SOURCE INFORMATION:
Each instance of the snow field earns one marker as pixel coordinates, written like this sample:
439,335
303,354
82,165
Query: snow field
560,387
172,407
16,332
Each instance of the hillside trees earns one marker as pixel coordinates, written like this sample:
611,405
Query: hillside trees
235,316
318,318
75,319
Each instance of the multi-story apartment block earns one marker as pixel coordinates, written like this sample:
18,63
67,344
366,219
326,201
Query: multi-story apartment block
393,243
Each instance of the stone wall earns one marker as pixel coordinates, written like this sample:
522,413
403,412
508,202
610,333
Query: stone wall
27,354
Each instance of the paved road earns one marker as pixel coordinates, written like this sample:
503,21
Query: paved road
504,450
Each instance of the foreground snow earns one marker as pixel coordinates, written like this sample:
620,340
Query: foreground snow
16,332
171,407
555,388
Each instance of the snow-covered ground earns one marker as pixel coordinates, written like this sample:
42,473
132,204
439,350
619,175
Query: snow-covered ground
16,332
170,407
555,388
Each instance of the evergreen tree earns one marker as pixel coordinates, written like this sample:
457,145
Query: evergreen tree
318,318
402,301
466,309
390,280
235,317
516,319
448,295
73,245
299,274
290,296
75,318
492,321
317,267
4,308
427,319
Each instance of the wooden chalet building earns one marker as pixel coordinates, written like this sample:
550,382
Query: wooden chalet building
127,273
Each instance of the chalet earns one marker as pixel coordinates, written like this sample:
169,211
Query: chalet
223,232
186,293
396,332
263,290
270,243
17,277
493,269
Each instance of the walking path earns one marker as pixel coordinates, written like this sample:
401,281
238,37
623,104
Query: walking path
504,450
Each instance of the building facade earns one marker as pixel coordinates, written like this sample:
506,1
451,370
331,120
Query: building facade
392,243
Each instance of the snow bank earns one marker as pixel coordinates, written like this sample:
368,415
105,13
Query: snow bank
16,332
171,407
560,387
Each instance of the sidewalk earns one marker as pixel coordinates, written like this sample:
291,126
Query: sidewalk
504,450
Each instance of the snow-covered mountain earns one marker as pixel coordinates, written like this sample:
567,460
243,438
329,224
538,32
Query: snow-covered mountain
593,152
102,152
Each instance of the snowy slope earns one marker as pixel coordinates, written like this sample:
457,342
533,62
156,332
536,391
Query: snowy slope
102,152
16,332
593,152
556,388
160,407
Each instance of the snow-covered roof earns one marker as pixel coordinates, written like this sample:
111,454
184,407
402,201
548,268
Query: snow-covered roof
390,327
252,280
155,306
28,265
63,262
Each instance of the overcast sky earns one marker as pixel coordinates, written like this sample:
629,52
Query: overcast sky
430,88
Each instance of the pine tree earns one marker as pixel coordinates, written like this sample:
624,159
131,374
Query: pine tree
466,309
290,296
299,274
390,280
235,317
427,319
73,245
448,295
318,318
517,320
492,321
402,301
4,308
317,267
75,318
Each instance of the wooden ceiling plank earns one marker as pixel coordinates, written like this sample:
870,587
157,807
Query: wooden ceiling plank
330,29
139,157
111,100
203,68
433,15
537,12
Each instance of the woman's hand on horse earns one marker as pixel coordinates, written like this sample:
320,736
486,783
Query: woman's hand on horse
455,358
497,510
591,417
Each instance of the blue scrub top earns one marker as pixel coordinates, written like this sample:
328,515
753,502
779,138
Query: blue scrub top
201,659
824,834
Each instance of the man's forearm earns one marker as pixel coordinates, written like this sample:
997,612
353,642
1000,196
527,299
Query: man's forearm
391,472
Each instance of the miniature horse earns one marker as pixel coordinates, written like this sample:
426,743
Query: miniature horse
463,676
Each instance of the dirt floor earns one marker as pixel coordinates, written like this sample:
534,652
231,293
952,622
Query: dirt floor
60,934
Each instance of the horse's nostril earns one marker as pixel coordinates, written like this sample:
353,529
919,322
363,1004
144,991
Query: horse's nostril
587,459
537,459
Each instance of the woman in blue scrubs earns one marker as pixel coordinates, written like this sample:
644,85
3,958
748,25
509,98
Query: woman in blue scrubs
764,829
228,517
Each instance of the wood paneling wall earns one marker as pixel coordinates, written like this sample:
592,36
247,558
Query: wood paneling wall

TASK BRIEF: Reproduce the material above in full, exactly.

RESULT OF THIS TASK:
Each instance of the snow field earns one marker as pixel coordinates, written like this sample:
439,335
303,354
82,165
Query: snow field
560,387
172,407
16,332
Each instance of the hillside trees earns one marker as pixel coordinates, written like this sample:
611,405
Query: hillside trees
235,316
318,318
75,319
Each instance of the multi-story apartment block earns one marker as pixel coordinates, written like this sample:
18,63
67,344
366,219
326,201
Query: multi-story apartment block
393,243
Each instance of the stone wall earns one marker as pixel coordinates, written like this sample:
522,413
403,412
508,202
610,333
Query: stone wall
27,354
Each instance of the paved road earns one marker as pixel coordinates, written like this sample:
503,21
Query: paved road
504,450
Each instance of the foreground snow earns one marker as pixel coordinates, written like this sample:
620,340
Query: foreground snow
16,332
171,407
555,388
Each instance of the snow-covered ground earns one marker as pixel coordinates, written like this sample:
42,473
132,204
439,350
619,175
Query: snow-covered ground
16,332
170,407
555,388
Each instance of the evergreen tree earns one marker as pixel coordinates, written like this sample:
457,145
Query: evergreen tree
318,318
402,301
466,309
390,280
235,317
516,319
448,295
73,245
299,274
290,296
75,318
492,321
317,267
4,308
427,319
Each instance of the wooden chalet building earns one marker as pixel coordinates, written like this sample:
550,382
Query: wooden chalet building
127,273
Each instance of the chalet earns one marker as pixel coordinates, written like this sample:
169,211
Query: chalet
223,232
186,293
396,332
263,290
270,243
17,277
493,269
Each instance of the walking path earns one marker as pixel coordinates, written like this sample:
401,281
238,37
623,104
Query: walking path
504,450
Each instance of the building facade earns one marker as pixel coordinates, written like this sample:
506,1
451,370
331,120
Query: building facade
392,243
Each instance of the snow bank earns one marker as pixel coordinates, written like this sample:
368,415
105,13
Query: snow bank
16,332
171,407
560,387
Each instance of the sidewalk earns one marker as pixel coordinates, written like this sample:
291,126
Query: sidewalk
504,450
Each instance of the snow-covered mountain earns one marker as pixel coordinates, written like this sample:
567,460
243,438
329,224
538,32
Query: snow-covered mountain
593,152
102,152
Each instance of the snowy slope earns one marker as pixel coordinates, written like this sample:
457,342
533,62
156,332
536,391
Query: snowy slope
102,152
16,332
593,152
556,388
160,407
Each instance of the snow-covered roof earns one marker as pixel coordinates, written like this sample:
111,454
184,407
402,201
548,268
Query: snow-covered roof
390,327
252,280
155,306
28,265
63,262
Each instance of the overcast sky earns one marker as pixel coordinates, written like this sample:
629,52
Query: overcast sky
430,88
Each instance of the pine tree earns one marker as pixel coordinates, written like this sample:
624,159
131,374
Query: pine tree
466,309
290,296
299,274
390,280
235,317
427,319
73,245
448,295
318,318
517,320
492,321
402,301
4,308
317,267
75,318
Each instance of the wooden ceiling plank earns one marker as pixel coordinates, written like this sample:
870,587
157,807
Query: wooden ceiling plank
330,29
139,157
111,100
203,68
433,15
537,12
Each instance of the woman's hand on horse earns one marker as pixel coordinates, written like this sample:
320,736
486,783
Query: woman's hand on horse
455,358
497,510
591,417
Each instance of the blue scrub top earns one marker as pixel coordinates, written like this sample:
328,515
753,502
779,138
Query: blue scrub top
201,659
824,834
Each instance of the man's forearm earns one marker as pixel coordinates, written like this sample:
997,612
353,642
1000,196
527,299
Query: man's forearm
391,472
Each instance of the miniature horse earns one marker as pixel coordinates, written like this sample:
426,743
Query: miniature horse
463,676
Each instance of the dirt floor earns one marker as pixel coordinates, written like this sample:
534,652
231,293
952,622
Query: dirt floor
60,934
Each instance of the horse's nostril earns one marker as pixel coordinates, written like this sample:
353,529
919,322
363,1004
144,991
Query: horse's nostril
587,459
537,459
Each instance of the woman in blue scrubs earns one marker as pixel coordinates, written like this sample:
644,85
3,958
748,25
509,98
Query: woman in blue scrubs
764,829
228,517
Each instance of the wood paneling wall earns one marker as pixel coordinates, written like this sample:
592,36
247,558
Query: wood paneling wall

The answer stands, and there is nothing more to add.